21 & Over is a tired comedy that never reaches the epic status that it promises.

Jeff Chang (Justin Chon) has just turned 21. Despite the pressure of going out and drinking legally, Jeff has decided to stay inside and sleep before his all too important exam in the morning. That is, until his old friends Miller (Miles Teller) and Casey (Skylar Astin) show up at his door and talk him into going out, despite the demands on Jeff Chang’s tyrant father. After getting Jeff Chang obliterated with alcohol, Casey and Miller attempt to him home without his dad ever knowing. Except, it’s never that easy in teen comedies, is it?

21 & Over AKA The Hangover: The Early Years, Old School: The Earlier Years, or Project X: Before Youtube is pretty clear about what it is with every trailer released: A night of debauchery goes wrong and college students find themselves in the middle of bullfights, hispanic sorority riots and competitive partying. Clearly, this was always meant to appeal to the audiences of the aforementioned movies: The Hangover, Project X, Old School and even American Pie, where Miller’s character is obviously taken from. 21 & Over attempts to create it’s own disaster epic within the lives of these three men but, much like every other comedy within these guidelines, is too afraid to create serious consequences for their trio. I’d love to see a movie blending the two genres of comedy and horror where we watch a group of alcoholics drinking themselves into a stupor, getting into hilarious events and dying off one by one. Because let’s be real, if a jock got rammed that hard by a charging bull, he’s dead. Plain and simple.

* [Data records]:

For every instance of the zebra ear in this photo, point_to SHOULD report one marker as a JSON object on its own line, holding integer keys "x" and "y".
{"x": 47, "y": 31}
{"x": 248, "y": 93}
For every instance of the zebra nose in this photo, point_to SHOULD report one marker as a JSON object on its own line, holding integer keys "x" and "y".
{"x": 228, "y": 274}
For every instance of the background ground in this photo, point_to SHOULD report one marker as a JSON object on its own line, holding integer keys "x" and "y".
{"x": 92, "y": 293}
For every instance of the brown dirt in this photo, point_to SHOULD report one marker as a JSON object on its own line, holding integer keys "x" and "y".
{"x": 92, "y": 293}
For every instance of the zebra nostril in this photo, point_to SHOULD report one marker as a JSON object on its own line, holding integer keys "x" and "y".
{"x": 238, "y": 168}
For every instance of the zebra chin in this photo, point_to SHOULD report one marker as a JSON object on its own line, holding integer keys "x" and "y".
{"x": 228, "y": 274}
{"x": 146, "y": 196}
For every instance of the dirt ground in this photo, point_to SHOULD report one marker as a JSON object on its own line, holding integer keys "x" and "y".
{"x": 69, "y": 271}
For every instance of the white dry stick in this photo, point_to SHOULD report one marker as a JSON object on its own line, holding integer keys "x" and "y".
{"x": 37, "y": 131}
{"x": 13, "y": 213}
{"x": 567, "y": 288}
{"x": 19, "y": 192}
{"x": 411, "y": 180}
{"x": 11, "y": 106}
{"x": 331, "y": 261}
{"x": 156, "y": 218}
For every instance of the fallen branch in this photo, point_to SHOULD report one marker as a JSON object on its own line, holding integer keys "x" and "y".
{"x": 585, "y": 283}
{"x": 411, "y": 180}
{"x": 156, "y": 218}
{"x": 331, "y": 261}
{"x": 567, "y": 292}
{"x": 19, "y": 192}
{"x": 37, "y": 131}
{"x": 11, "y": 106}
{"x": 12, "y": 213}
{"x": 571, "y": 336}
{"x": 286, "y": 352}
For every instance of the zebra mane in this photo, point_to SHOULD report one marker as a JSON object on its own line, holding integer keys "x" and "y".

* [Exercise instructions]:
(A) From the 21 & Over review, output the passage starting at "21 & Over is" and ending at "comedies, is it?".
(B) Condense the paragraph in the 21 & Over review that begins "21 & Over AKA The Hangover" into a short bulleted list that keeps its main facts.

* [Written responses]:
(A)
21 & Over is a tired comedy that never reaches the epic status that it promises.

Jeff Chang (Justin Chon) has just turned 21. Despite the pressure of going out and drinking legally, Jeff has decided to stay inside and sleep before his all too important exam in the morning. That is, until his old friends Miller (Miles Teller) and Casey (Skylar Astin) show up at his door and talk him into going out, despite the demands on Jeff Chang’s tyrant father. After getting Jeff Chang obliterated with alcohol, Casey and Miller attempt to him home without his dad ever knowing. Except, it’s never that easy in teen comedies, is it?

(B)
- Every trailer makes clear what the movie is: a night of debauchery goes wrong, and college students end up in bullfights, Hispanic sorority riots and competitive partying.
- It is aimed at audiences of The Hangover, Project X, Old School and American Pie, which is obviously where Miller's character comes from.
- It tries to build its own disaster epic around the three men. Like other comedies of this kind, it is too afraid to give the trio serious consequences.
- The reviewer would like to see a blend of comedy and horror in which drunken partiers get into hilarious events and die off one by one.
- A jock rammed that hard by a charging bull would be dead.